======== Excerto da página
2. Notificado para tal pela Relatora, a recorrente produziu alegações, das quais se podem extrair as seguintes conclusões:
«I - A Recorrente pretende pelo presente recurso que seja apreciada a constitucionalidade das normas constantes nos artigos 33°, 36° e 37° do Decreto-Lei n.º 78/2004, de 3 de Abril, face aos Princípios Constitucionais da Imparcialidade, Separação e Interdependência de Poderes, Justiça e Boa-fé, bem como das Garantias de Defesa, consagrados nos artigos 2°, 32°, n.º 1, 2, 5 e 10, e 266°, n.º 2, da Constituição da República Portuguesa (CRP).
II - A Recorrente é arguida num processo de contra-ordenação onde lhe é imputada a prática de um facto previsto e punido nos termos dos artigos 13º, n.º 1, e 34°, n.º 2, alínea b), do Decreto-Lei n.º 78/2004, de 3 de Abril.
No âmbito deste processo de contra-ordenação em que:
a) o objecto/facto imputado à arguida foi verificado por um agente da Inspecção-Geral do Ambiente (IGA);
b) a instauração do processo coube à mesma IGA;
e) a sua instrução ficou também a cargo da IGA; e, por fim,
d) a decisão final foi tomada, igualmente, pela IGA; sendo que
e) a arguida foi, sem qualquer surpresa, condenada na coima de 5.000,00€,
f) dos quais 40%, ou seja, 2.000,00 € seriam para os cofres da IGA.
================
======== Material extraído
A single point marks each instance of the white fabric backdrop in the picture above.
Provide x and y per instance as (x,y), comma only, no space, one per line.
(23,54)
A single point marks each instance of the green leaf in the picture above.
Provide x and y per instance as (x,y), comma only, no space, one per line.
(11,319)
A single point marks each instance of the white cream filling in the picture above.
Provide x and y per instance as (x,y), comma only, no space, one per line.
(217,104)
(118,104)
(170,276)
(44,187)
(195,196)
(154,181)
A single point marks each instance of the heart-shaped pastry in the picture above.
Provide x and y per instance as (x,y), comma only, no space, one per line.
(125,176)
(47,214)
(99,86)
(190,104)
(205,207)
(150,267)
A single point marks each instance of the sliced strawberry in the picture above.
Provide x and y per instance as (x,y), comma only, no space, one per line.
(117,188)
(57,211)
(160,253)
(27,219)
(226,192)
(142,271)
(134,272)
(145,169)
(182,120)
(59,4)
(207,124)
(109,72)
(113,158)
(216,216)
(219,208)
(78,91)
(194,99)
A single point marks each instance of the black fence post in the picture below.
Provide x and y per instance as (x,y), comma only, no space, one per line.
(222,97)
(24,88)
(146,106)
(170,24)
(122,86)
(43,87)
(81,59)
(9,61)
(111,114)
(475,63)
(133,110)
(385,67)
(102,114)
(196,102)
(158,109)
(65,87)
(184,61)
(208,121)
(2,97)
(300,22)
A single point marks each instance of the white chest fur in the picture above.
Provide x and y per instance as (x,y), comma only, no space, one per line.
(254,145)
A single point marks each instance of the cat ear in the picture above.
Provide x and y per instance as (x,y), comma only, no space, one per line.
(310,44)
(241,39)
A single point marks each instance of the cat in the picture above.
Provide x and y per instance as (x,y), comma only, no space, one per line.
================
Instruções =
1: Responda às perguntas abaixo com base no excerto sobre o recurso de constitucionalidade.
(a) Qual foi o valor da coima aplicada à arguida?
(b) Que percentagem da coima seria destinada aos cofres da IGA?
(c) Que artigos do Decreto-Lei n.º 78/2004 a recorrente pretende ver apreciados quanto à sua constitucionalidade?
2: Transcreva do excerto sobre o recurso de constitucionalidade tudo o que vai desde "II - A Recorrente" até "3 de Abril.".
Os itens provêm de outra fonte.

Respostas por tarefa =
1:
(a) A arguida foi condenada numa coima de 5.000,00€.
(b) Seriam destinados aos cofres da IGA 40% da coima, ou seja, 2.000,00€.
(c) A recorrente pretende ver apreciados os artigos 33°, 36° e 37°.

2:
II - A Recorrente é arguida num processo de contra-ordenação onde lhe é imputada a prática de um facto previsto e punido nos termos dos artigos 13º, n.º 1, e 34°, n.º 2, alínea b), do Decreto-Lei n.º 78/2004, de 3 de Abril.